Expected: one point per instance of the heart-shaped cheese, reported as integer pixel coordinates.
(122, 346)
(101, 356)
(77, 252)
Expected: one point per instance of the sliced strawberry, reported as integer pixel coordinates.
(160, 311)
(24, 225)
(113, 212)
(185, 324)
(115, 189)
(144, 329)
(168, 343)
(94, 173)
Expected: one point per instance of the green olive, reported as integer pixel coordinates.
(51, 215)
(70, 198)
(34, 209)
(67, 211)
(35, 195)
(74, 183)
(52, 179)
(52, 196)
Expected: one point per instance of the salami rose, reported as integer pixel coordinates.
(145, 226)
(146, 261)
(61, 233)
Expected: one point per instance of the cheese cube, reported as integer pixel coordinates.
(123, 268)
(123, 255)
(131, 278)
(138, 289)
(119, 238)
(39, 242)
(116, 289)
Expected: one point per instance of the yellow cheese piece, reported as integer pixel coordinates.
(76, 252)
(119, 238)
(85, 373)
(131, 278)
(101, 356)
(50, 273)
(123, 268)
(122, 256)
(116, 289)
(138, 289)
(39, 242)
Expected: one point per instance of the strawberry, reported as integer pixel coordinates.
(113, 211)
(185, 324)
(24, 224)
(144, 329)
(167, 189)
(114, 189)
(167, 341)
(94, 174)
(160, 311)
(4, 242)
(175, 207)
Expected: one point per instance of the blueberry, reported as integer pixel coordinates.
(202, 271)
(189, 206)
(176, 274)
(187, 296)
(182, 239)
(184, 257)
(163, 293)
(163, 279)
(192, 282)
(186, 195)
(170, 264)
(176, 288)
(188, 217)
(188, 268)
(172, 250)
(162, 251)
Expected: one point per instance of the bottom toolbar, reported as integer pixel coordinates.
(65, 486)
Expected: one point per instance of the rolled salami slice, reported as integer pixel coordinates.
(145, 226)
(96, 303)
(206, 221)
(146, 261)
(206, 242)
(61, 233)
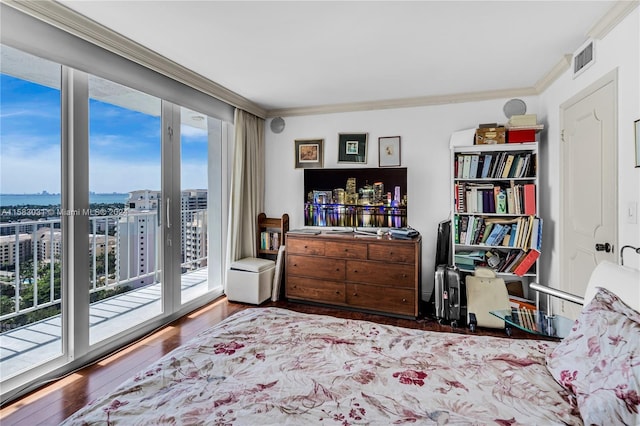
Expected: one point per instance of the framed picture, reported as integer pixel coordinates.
(309, 153)
(352, 147)
(389, 151)
(637, 134)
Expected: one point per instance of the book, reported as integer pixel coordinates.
(496, 165)
(495, 233)
(526, 263)
(464, 222)
(456, 229)
(523, 120)
(510, 204)
(486, 201)
(488, 227)
(512, 235)
(529, 190)
(501, 202)
(473, 168)
(507, 165)
(462, 193)
(466, 167)
(486, 165)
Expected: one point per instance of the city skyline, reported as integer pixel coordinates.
(124, 145)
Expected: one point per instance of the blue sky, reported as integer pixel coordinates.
(124, 151)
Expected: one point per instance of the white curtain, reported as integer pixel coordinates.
(247, 186)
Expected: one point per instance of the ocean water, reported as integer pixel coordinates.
(54, 199)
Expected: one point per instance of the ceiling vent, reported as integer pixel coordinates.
(583, 58)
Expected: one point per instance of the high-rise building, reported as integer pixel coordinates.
(137, 233)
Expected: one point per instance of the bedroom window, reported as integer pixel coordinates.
(196, 130)
(128, 282)
(30, 231)
(125, 139)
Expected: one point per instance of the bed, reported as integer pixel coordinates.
(272, 366)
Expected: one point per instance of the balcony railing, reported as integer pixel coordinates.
(124, 255)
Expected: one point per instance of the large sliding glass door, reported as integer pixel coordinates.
(31, 323)
(198, 135)
(111, 203)
(125, 249)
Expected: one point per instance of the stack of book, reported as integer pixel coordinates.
(523, 128)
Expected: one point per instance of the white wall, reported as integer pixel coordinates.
(620, 49)
(425, 133)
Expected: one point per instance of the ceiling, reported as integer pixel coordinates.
(287, 56)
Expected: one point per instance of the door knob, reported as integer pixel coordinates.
(606, 247)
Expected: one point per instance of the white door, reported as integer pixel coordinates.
(588, 217)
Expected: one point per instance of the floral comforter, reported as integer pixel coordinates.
(271, 366)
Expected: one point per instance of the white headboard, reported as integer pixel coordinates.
(621, 280)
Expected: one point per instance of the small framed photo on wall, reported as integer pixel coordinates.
(309, 153)
(389, 151)
(352, 148)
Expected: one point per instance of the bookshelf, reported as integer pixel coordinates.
(270, 235)
(495, 220)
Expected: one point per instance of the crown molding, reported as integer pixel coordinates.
(404, 103)
(613, 17)
(68, 20)
(554, 73)
(72, 22)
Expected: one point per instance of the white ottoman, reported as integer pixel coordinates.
(249, 280)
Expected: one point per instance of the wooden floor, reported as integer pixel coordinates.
(53, 403)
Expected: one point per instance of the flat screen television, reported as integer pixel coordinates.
(356, 197)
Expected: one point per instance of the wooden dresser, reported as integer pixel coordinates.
(377, 274)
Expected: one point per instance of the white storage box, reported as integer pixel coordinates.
(249, 280)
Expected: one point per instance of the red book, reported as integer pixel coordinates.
(529, 190)
(526, 263)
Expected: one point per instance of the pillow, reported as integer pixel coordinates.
(599, 361)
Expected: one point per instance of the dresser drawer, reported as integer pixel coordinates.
(395, 253)
(388, 274)
(317, 290)
(306, 246)
(345, 250)
(399, 301)
(316, 267)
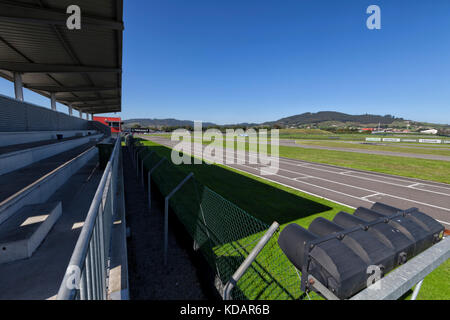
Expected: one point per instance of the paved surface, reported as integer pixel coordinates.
(352, 187)
(291, 143)
(40, 277)
(149, 279)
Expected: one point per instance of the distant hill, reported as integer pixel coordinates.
(323, 119)
(331, 116)
(161, 123)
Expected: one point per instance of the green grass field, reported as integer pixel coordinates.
(433, 170)
(425, 169)
(270, 202)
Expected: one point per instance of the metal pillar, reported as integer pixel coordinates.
(53, 101)
(18, 86)
(248, 261)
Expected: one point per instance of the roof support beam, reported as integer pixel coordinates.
(53, 101)
(91, 99)
(61, 89)
(20, 13)
(52, 68)
(18, 86)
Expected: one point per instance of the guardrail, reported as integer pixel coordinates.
(86, 275)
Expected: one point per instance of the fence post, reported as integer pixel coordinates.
(142, 166)
(150, 181)
(248, 261)
(137, 161)
(417, 290)
(166, 214)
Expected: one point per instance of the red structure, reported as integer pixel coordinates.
(114, 123)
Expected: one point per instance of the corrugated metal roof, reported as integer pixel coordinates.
(82, 67)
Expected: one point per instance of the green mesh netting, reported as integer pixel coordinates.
(226, 234)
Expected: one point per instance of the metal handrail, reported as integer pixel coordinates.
(75, 273)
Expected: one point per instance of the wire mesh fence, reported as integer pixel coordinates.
(225, 235)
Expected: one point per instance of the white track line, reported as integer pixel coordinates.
(369, 190)
(346, 173)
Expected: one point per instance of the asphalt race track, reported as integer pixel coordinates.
(291, 143)
(353, 188)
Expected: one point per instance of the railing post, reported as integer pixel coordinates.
(166, 214)
(142, 166)
(91, 250)
(248, 261)
(150, 181)
(417, 290)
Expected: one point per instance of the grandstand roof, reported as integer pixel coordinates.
(82, 67)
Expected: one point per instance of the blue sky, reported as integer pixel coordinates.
(229, 61)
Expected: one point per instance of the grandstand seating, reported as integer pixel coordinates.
(47, 181)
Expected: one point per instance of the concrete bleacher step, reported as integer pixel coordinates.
(22, 234)
(39, 181)
(17, 138)
(18, 159)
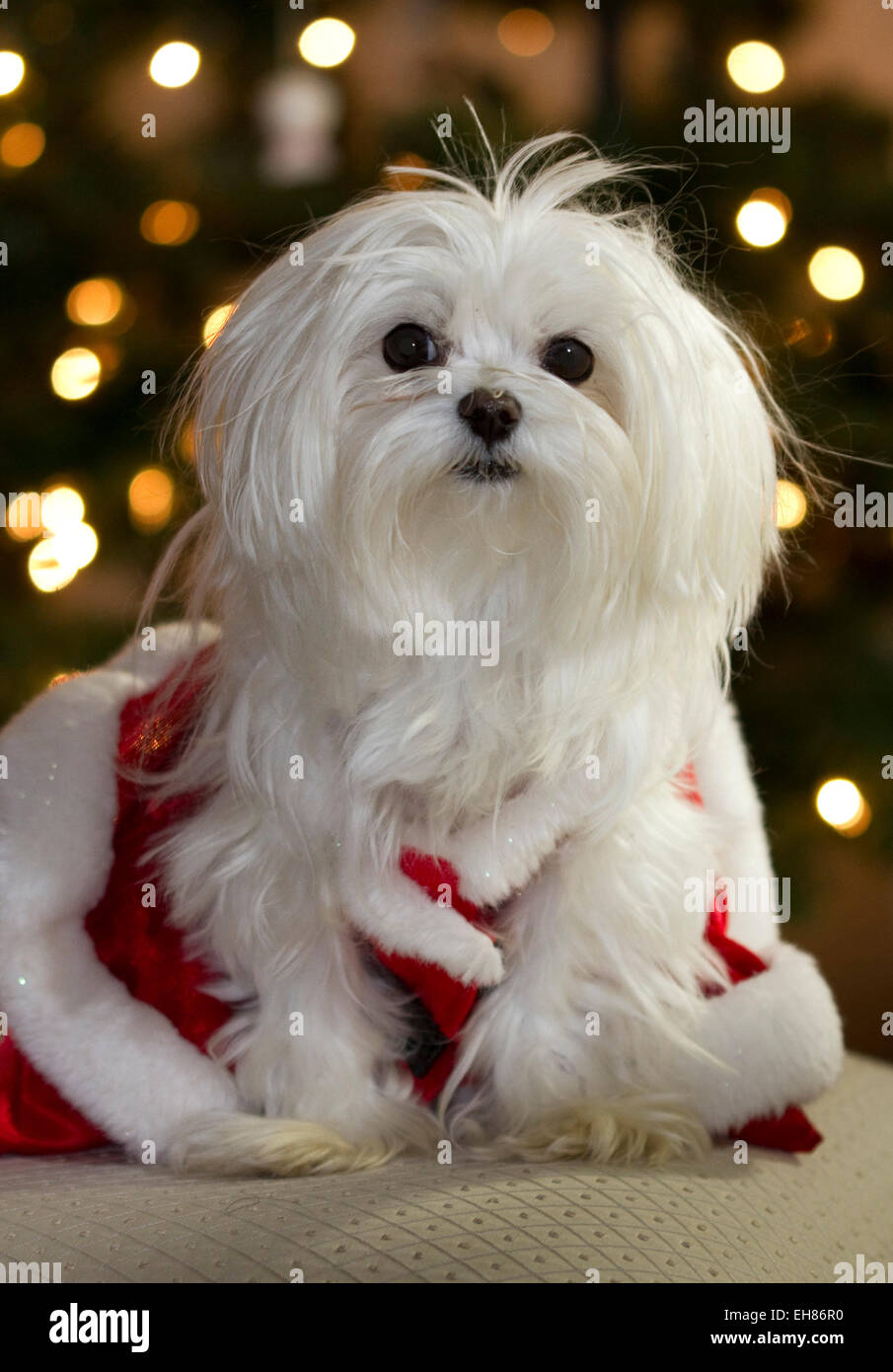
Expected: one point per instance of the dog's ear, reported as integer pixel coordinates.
(263, 408)
(706, 432)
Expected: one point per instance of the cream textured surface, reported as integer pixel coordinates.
(776, 1219)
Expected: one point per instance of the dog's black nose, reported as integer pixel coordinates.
(491, 415)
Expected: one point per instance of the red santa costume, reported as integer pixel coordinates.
(132, 938)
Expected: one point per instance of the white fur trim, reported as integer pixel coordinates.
(780, 1038)
(115, 1059)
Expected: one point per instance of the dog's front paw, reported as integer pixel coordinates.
(485, 967)
(472, 957)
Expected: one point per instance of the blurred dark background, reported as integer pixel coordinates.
(119, 247)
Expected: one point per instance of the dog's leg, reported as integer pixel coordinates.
(498, 857)
(400, 917)
(317, 1068)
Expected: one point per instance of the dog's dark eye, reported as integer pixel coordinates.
(409, 345)
(569, 359)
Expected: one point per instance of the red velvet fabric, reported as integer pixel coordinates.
(132, 939)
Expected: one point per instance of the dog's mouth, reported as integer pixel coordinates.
(487, 470)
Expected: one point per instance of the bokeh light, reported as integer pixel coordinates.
(76, 373)
(11, 71)
(97, 301)
(327, 42)
(790, 505)
(409, 180)
(175, 65)
(48, 567)
(60, 507)
(151, 499)
(755, 66)
(836, 273)
(76, 545)
(22, 144)
(526, 34)
(763, 220)
(169, 222)
(841, 804)
(214, 323)
(25, 517)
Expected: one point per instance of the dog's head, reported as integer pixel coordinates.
(502, 404)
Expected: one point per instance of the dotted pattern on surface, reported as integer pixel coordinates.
(776, 1219)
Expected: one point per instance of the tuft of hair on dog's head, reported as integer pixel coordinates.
(358, 460)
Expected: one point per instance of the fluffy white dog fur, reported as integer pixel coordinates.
(614, 645)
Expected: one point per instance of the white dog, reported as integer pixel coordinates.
(498, 416)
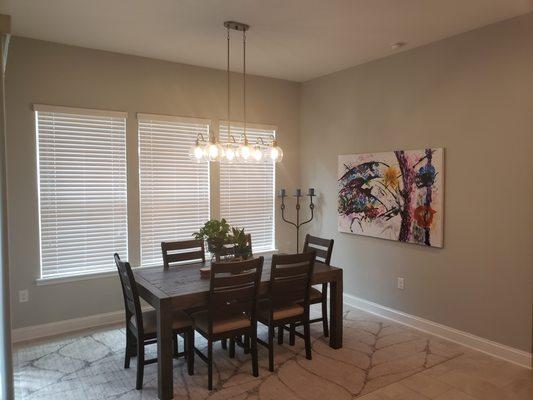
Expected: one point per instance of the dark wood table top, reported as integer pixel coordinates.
(185, 282)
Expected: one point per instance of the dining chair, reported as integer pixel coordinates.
(231, 312)
(183, 250)
(141, 327)
(288, 299)
(323, 249)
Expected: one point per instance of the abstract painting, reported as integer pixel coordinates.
(396, 195)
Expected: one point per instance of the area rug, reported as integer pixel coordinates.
(376, 353)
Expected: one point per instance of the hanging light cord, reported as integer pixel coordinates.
(244, 83)
(228, 83)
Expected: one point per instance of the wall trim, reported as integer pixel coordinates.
(498, 350)
(66, 326)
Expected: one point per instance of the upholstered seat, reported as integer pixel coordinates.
(282, 313)
(220, 326)
(180, 321)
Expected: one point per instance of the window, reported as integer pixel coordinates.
(82, 189)
(174, 191)
(247, 190)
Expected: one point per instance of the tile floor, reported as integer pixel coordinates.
(380, 360)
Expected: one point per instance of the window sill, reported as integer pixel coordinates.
(107, 274)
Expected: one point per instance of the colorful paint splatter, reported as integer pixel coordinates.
(393, 195)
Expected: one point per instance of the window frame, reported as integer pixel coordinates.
(259, 126)
(45, 108)
(169, 119)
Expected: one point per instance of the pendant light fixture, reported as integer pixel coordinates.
(211, 149)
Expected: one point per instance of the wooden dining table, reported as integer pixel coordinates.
(182, 287)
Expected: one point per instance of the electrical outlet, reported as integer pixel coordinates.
(24, 296)
(400, 283)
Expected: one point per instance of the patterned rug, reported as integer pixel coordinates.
(376, 353)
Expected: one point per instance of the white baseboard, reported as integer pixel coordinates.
(507, 353)
(66, 326)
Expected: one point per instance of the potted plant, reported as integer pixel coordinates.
(215, 233)
(241, 245)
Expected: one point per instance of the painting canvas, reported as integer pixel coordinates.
(396, 195)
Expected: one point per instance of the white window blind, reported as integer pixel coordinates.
(82, 189)
(174, 190)
(247, 191)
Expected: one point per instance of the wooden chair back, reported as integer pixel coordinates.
(234, 289)
(322, 247)
(229, 249)
(129, 291)
(290, 279)
(183, 250)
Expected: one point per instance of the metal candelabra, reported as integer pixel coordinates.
(297, 224)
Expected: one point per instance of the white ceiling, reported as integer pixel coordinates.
(290, 39)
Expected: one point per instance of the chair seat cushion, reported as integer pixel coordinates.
(315, 296)
(281, 313)
(180, 321)
(201, 322)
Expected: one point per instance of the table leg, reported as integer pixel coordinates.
(165, 386)
(335, 312)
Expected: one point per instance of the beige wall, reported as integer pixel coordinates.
(47, 73)
(473, 95)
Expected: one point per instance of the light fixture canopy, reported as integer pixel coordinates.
(212, 149)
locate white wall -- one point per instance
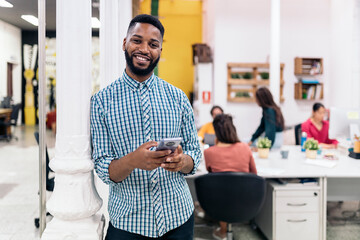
(10, 51)
(241, 33)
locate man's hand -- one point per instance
(178, 161)
(145, 159)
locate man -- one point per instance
(208, 127)
(149, 196)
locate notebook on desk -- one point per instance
(209, 139)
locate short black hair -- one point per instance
(215, 107)
(145, 18)
(316, 106)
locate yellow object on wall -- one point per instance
(182, 21)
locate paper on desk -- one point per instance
(269, 170)
(321, 163)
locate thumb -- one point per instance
(150, 144)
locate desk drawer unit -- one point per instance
(290, 212)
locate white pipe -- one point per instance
(42, 133)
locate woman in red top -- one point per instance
(316, 127)
(228, 155)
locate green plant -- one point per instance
(311, 144)
(264, 75)
(263, 142)
(247, 75)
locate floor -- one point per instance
(19, 200)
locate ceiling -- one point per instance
(29, 7)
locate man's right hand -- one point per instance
(141, 158)
(144, 158)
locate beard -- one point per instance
(139, 71)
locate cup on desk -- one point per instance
(284, 154)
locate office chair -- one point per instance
(12, 122)
(49, 181)
(297, 134)
(231, 196)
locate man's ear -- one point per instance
(124, 42)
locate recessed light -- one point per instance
(31, 19)
(6, 4)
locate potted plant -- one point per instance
(312, 146)
(264, 145)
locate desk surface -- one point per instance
(295, 166)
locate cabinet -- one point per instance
(243, 79)
(308, 72)
(290, 212)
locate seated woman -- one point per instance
(272, 121)
(228, 155)
(208, 127)
(316, 127)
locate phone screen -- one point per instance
(169, 144)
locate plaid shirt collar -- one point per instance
(135, 85)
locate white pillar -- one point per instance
(74, 202)
(115, 17)
(275, 50)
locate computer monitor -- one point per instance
(344, 123)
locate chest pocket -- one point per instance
(166, 121)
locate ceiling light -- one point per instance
(95, 23)
(4, 3)
(31, 19)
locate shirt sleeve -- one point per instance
(270, 124)
(259, 130)
(190, 144)
(102, 151)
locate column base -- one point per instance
(91, 228)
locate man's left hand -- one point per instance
(178, 161)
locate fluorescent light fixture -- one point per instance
(31, 19)
(95, 23)
(4, 3)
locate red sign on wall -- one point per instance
(206, 96)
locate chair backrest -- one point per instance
(297, 134)
(231, 196)
(15, 114)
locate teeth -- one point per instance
(141, 58)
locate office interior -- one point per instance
(233, 32)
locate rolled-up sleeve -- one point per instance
(190, 144)
(102, 150)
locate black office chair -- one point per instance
(12, 122)
(231, 196)
(297, 134)
(49, 181)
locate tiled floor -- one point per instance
(19, 200)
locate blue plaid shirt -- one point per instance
(149, 203)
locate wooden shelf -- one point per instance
(254, 72)
(308, 91)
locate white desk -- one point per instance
(337, 183)
(340, 182)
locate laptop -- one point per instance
(209, 139)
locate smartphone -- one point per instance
(169, 144)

════════════════

Copy out the lines starting at the one containing "locate rolled-up sleeve" and ending with the last line of the entries. Include nothing else.

locate rolled-up sleeve -- one point per instance
(190, 144)
(102, 150)
locate black office chair -- one point per instance
(12, 122)
(231, 196)
(297, 134)
(49, 181)
locate tiled floor -- one point per instance
(19, 200)
locate blue plaid shirt -- one point per instance
(149, 203)
locate wooden shelf -- one point per instance
(254, 72)
(308, 91)
locate white desk -- one point per instance
(337, 183)
(340, 182)
locate laptop -- one point per instance
(209, 139)
locate smartphone -- one point per instance
(169, 144)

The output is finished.